EXERCISE DETAILS: Rescale the entries from the line containing "Report the location of every instance of the book" through the end of the entries, inclusive. Reproduce every line in that span, requests included, but multiply each point coordinate in the answers by 0.3 and round it to a whole number, with halves rounding up.

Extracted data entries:

..........

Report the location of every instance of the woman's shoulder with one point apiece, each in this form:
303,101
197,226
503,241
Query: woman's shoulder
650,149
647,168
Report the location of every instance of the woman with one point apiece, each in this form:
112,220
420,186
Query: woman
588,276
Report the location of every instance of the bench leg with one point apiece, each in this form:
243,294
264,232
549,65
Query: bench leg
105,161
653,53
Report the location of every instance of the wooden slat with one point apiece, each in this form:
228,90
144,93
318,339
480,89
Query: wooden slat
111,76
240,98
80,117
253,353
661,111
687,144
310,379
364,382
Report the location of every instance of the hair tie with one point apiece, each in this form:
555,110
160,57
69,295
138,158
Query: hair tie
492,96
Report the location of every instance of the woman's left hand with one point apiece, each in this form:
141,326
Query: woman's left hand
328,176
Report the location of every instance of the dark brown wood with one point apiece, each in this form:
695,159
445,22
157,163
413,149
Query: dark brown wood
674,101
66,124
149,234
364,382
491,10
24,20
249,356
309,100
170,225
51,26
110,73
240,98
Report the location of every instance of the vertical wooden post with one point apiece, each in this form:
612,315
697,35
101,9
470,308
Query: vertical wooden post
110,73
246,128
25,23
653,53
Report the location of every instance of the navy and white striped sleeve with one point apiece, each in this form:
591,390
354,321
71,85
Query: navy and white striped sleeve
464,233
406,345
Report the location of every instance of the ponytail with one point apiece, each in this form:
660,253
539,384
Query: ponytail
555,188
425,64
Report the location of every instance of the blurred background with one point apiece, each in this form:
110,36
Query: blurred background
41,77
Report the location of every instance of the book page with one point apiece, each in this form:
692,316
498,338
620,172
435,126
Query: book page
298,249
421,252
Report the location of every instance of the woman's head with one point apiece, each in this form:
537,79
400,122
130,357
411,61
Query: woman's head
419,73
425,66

..........

COMPLETED TASK:
Report the location of every instance of the book page with one point apiece, each in this form:
692,316
498,338
620,172
435,126
Query: book page
89,75
126,76
Report the location of every instance of the woman's head with one point apiece, each in this form:
537,79
400,122
130,357
411,61
Query: woman's head
126,22
128,20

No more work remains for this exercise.